▶ Dataset rows
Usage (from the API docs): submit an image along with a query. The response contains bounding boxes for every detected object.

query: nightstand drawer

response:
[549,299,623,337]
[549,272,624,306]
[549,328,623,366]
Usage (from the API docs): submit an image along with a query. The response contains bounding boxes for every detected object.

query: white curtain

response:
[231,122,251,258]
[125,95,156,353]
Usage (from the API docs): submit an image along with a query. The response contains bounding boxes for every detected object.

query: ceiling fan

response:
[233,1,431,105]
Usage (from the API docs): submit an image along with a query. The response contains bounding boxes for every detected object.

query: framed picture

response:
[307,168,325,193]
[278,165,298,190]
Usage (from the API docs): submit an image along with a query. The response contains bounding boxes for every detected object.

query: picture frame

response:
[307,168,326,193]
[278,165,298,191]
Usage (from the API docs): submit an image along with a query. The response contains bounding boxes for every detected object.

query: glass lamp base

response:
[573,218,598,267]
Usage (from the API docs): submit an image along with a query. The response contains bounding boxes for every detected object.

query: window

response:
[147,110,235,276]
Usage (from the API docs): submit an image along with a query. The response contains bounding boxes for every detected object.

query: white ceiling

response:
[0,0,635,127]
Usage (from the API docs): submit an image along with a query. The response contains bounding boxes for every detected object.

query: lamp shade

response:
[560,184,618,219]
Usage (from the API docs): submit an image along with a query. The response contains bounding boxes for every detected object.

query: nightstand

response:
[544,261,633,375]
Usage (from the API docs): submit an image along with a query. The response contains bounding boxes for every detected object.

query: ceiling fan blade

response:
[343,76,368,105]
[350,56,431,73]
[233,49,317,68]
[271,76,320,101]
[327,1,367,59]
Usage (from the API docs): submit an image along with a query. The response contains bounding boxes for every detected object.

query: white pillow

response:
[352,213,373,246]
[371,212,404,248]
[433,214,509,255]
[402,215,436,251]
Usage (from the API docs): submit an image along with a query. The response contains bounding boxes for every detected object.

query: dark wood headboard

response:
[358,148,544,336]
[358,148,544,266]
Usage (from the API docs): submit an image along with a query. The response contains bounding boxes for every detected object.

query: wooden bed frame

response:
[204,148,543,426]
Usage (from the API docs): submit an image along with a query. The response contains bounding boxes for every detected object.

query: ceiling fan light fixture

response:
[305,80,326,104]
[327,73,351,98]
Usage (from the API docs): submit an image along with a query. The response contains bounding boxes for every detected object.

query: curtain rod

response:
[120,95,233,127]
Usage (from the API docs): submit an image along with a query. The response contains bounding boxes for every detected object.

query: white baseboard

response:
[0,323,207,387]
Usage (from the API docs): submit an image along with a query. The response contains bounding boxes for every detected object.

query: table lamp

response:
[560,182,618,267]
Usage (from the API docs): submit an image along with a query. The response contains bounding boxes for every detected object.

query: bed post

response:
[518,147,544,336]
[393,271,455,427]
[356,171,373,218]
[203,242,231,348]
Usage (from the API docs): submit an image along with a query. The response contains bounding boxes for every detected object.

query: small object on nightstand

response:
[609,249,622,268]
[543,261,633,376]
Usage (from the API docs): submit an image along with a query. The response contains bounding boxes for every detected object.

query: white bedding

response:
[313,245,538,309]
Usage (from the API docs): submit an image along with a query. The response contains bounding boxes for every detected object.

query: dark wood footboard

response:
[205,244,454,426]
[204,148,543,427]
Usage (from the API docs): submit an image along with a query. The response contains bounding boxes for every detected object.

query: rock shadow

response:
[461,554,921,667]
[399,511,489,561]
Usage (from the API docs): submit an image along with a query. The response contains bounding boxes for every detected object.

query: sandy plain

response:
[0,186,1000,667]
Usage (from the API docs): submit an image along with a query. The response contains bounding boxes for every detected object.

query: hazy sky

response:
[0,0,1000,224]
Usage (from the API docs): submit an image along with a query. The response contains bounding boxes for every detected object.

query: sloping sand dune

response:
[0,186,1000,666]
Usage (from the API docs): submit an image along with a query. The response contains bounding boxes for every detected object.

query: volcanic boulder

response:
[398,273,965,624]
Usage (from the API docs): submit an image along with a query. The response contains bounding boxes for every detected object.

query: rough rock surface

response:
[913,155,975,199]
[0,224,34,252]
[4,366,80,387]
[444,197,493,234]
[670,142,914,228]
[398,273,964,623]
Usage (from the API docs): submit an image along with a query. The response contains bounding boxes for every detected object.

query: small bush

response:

▶ Required task
Can you reproduce all of the records above, swapping every "API docs" for "API reference" and leaving everything else untouched?

▶ Solution for this exercise
Usage (from the API reference): submit an image along with a query. The response contains bounding boxes for every detected object.

query: nightstand drawer

response:
[549,299,623,337]
[549,272,624,306]
[549,328,623,366]
Usage (from the API reference): submit an image along with a query. The response contains bounding boxes for every detected object.

query: white curtain

response:
[231,122,251,258]
[125,95,156,353]
Usage (from the API reference): submit an image along with a query. The response contains bounding boxes for every detected object.

query: ceiling fan

response:
[233,1,431,105]
Usage (from the API reference): submit an image along with a query. The response contains bounding boxes for every detected object.

query: framed picture

response:
[307,168,325,193]
[278,165,298,190]
Usage (from the API reference): submit an image along with a query. The response contains bounding boxes for every detected object.

query: picture frame

response:
[307,168,326,193]
[278,165,298,191]
Usage (from the API reference): submit an image along with a query. The response contains bounding boxes for every detected object.

query: glass lamp base

response:
[573,218,598,267]
Usage (from the API reference): submit an image along with a query. The response contains bounding boxes for every detected object.

query: window

response:
[147,110,235,276]
Usage (from the API reference): submit an image along with a query. The response contains bounding boxes for every detected object.

query: white ceiling

response:
[0,0,635,127]
Usage (from the API reference): submit an image along with a query. The response contains bounding boxes for every detected object.

query: lamp shade

response:
[560,184,618,219]
Usage (from the API reference): submit an image along with a query. The response contains bounding boxes for every detected object.

query: nightstand

response:
[544,261,633,375]
Usage (from the API reference): submit an image along with a query. The response contains bounding boxes for every detected object.

query: ceiling fan blade

response:
[343,76,368,105]
[350,56,431,73]
[233,49,317,68]
[271,76,320,101]
[327,1,367,59]
Usage (from the API reference): submit an image along with a query. The response contains bounding boxes for every detected object.

query: white pillow

response:
[352,213,373,246]
[371,212,404,248]
[433,214,509,255]
[402,215,436,251]
Usage (from the API reference): submit an image along with a query. The response contains bounding boxes for every detected object.

query: dark wood headboard

response:
[358,148,544,336]
[358,148,544,266]
Usage (from the API reference): submit an image along with a query. The response contains bounding boxes for every detected object.

query: wooden bed frame

response:
[204,148,543,426]
Usage (from the API reference): submit an image along with a query. The response contains bounding boxes for every detected object.

query: ceiling fan light fixture

response:
[305,80,326,104]
[327,73,351,98]
Usage (from the API reference): submit an image along with a query. The response contains bounding boxes for every detected object.

query: curtain rod

response:
[120,95,233,127]
Usage (from the API reference): submit an image along with a query. The response contains bounding boxes for every detected object.

query: white baseboard

response:
[0,323,207,387]
Usage (from the API reference): submit an image along with a query. The response contains bounding boxes for every detected object.

query: table lamp

response:
[560,182,618,267]
Usage (from the API reference): submit an image along with a query. The response contains bounding boxes for every detected object.

query: bed post

response:
[518,147,544,336]
[393,271,455,427]
[356,171,373,218]
[203,242,231,348]
Usage (from the API reference): submit an image along with a query. The response contains bounding boxes for every detected object.

query: small object on nightstand

response:
[609,249,622,268]
[543,261,633,376]
Usage (from the API reference): submit an image along with a query. The response contains bounding boxes for every detected object.

query: white bedding

response:
[313,245,538,309]
Usage (from the API reference): submit an image along with a query. The response contains bounding boxes for every detected object.

query: dark wood footboard

response:
[205,244,454,426]
[204,148,543,427]
Usage (from the API reference): submit an image along with a query. The response contains bounding boxes for every detected object.

query: rock shadow

response:
[461,554,921,667]
[399,511,489,561]
Usage (from the API reference): submit an image along with a query. The response contains bounding boxes for every detected object.

query: sandy plain

response:
[0,186,1000,667]
Usage (from the API reference): submit an image along with a query. The response contains bounding boxes for every detected object.

query: hazy sky

response:
[0,0,1000,224]
Usage (from the API reference): submit an image along with a query. The response contains bounding boxes for every detected object.

query: sloping sand dune

response:
[0,186,1000,666]
Usage (from the API reference): submit an image along with a query. The response contains bounding boxes for every detected object.

query: volcanic boulder

response:
[398,273,965,624]
Usage (from the API reference): submit an image along with a query. The response contains bounding boxes for every detected object.

query: rough rock surface

response:
[913,155,975,199]
[0,224,34,252]
[4,366,80,387]
[444,197,493,234]
[670,142,914,228]
[398,273,964,623]
Usage (from the API reference): submit an image along with a query. The response contains bounding boxes for every detected object.

query: small bush

response:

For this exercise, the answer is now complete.